Exercise ::
Return the complete listing that follows, with each line reproduced exactly.

Data in this exercise ::
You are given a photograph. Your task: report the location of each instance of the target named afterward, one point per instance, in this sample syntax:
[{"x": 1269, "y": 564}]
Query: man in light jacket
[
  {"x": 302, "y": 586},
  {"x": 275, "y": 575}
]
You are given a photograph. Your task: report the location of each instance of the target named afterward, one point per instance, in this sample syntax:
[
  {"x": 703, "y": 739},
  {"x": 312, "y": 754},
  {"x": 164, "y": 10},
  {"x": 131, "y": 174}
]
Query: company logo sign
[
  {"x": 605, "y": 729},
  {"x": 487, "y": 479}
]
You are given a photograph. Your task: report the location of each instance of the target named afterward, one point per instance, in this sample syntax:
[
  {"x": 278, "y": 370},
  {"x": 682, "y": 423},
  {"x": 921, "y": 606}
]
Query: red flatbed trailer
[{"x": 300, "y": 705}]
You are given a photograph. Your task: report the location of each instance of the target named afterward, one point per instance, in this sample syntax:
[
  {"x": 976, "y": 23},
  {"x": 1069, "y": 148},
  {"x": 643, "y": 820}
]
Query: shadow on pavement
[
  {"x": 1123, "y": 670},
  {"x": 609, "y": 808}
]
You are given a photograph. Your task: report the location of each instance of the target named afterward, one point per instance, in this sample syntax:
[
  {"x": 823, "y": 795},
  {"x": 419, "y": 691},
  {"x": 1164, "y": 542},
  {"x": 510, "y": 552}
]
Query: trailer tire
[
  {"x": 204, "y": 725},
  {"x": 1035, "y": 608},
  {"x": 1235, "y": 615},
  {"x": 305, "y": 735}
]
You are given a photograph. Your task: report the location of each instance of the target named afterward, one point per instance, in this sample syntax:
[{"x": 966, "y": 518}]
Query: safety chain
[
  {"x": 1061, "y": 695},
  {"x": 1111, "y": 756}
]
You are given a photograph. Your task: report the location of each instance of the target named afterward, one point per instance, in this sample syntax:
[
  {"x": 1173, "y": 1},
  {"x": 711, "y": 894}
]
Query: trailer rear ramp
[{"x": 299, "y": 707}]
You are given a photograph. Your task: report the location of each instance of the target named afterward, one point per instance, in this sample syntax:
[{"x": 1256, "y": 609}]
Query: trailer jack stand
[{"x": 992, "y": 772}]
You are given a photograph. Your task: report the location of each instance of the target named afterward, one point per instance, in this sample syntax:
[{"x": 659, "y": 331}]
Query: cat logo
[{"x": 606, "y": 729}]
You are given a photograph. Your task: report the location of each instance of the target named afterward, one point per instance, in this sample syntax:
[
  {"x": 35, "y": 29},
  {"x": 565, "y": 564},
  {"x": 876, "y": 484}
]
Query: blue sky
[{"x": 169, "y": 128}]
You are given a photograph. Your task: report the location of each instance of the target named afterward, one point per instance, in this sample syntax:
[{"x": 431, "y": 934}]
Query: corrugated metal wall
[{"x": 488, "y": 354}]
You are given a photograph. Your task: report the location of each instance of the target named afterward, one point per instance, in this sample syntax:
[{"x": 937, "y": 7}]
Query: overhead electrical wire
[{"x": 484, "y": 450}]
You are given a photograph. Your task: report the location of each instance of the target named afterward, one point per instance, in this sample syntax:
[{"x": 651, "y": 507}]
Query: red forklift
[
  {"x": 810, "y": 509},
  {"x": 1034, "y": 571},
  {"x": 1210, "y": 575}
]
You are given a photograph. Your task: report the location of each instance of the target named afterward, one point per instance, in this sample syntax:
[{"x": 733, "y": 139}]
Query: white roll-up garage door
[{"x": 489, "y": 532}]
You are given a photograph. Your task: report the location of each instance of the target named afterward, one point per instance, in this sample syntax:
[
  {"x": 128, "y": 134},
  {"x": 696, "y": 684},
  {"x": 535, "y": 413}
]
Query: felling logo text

Task solution ::
You are given a photograph. Your task: report the location of each instance of the target named afterward, one point per instance, in this sample syntax:
[{"x": 1269, "y": 564}]
Query: man in light jacket
[
  {"x": 302, "y": 586},
  {"x": 275, "y": 575}
]
You are given a photograph. Your task: report the location of each instance of the target named afterward, one point per instance, in this sample syntax:
[
  {"x": 703, "y": 739},
  {"x": 312, "y": 754},
  {"x": 164, "y": 10},
  {"x": 131, "y": 174}
]
Query: company logo sign
[
  {"x": 605, "y": 729},
  {"x": 487, "y": 479}
]
You are given a photograph. Your task: report the location of each instance of the target named afterward, one point per instance, in this sample syntax:
[
  {"x": 278, "y": 370},
  {"x": 682, "y": 423},
  {"x": 921, "y": 606}
]
Query: red flatbed trailer
[{"x": 300, "y": 705}]
You are given a photograph. Your task: report the location of each instance of the target named afterward, one point per instance, in this sample syntax:
[
  {"x": 976, "y": 23},
  {"x": 1069, "y": 148},
  {"x": 643, "y": 820}
]
Query: shadow on pavement
[
  {"x": 1123, "y": 670},
  {"x": 609, "y": 808}
]
You are given a photograph. Your task: report the location of each instance of the target named afterward, one point per instance, in this sample syntax:
[
  {"x": 823, "y": 795},
  {"x": 419, "y": 691},
  {"x": 1164, "y": 542},
  {"x": 510, "y": 552}
]
Query: trailer tire
[
  {"x": 204, "y": 725},
  {"x": 1035, "y": 608},
  {"x": 1235, "y": 615},
  {"x": 305, "y": 735}
]
You are given a photograph. Your task: report the location of each instance of the target named afterward, one point per instance, in this sample syntax:
[{"x": 966, "y": 518}]
Query: safety chain
[
  {"x": 1061, "y": 695},
  {"x": 1111, "y": 756}
]
You are given a photograph. Your task: report the location of each instance of the target named afterward, one point per instance, in this sample syntax:
[
  {"x": 1173, "y": 1},
  {"x": 711, "y": 894}
]
Query: trailer rear ramp
[{"x": 299, "y": 707}]
You are given a photograph. Your task: report the location of each instance of the target named afterward, one point per instance, in this sample syntax:
[{"x": 1256, "y": 609}]
Query: trailer jack stand
[{"x": 992, "y": 772}]
You are given a photograph. Your task: report the location of each instance of the target named afterward, one point per instance, in this sample syntax:
[{"x": 659, "y": 331}]
Query: cat logo
[{"x": 606, "y": 729}]
You are given a photograph. Your task: report the location of each instance of the target named afterward, one point per instance, in this sample syntax:
[
  {"x": 35, "y": 29},
  {"x": 565, "y": 564},
  {"x": 876, "y": 484}
]
Query: blue sky
[{"x": 169, "y": 128}]
You are given a photograph. Your task: report the location of each instance of the target named afterward, one point per instance, in this sample syntax:
[{"x": 431, "y": 934}]
Query: corrugated metal wall
[{"x": 488, "y": 354}]
You are given a photograph. Your task: report the location of each instance of the target named afterward, one point per instance, in this sample syntax:
[{"x": 937, "y": 7}]
Query: overhead electrical wire
[{"x": 484, "y": 450}]
You are given a photograph. Your task: report the location of each instance of the target named afterward, one point per instance, in this sample syntax:
[{"x": 651, "y": 507}]
Query: red forklift
[
  {"x": 810, "y": 509},
  {"x": 1034, "y": 571},
  {"x": 1210, "y": 575}
]
You are given a photograph. Your task: report the location of each instance of the target named afterward, one point per instance, in this sample syntax:
[{"x": 733, "y": 139}]
Query: white roll-up garage door
[{"x": 489, "y": 532}]
You are given a photograph. Your task: report the location of each instance of the target named afterward, one point per instance, in this sample syntax:
[
  {"x": 128, "y": 134},
  {"x": 696, "y": 684},
  {"x": 535, "y": 413}
]
Query: felling logo text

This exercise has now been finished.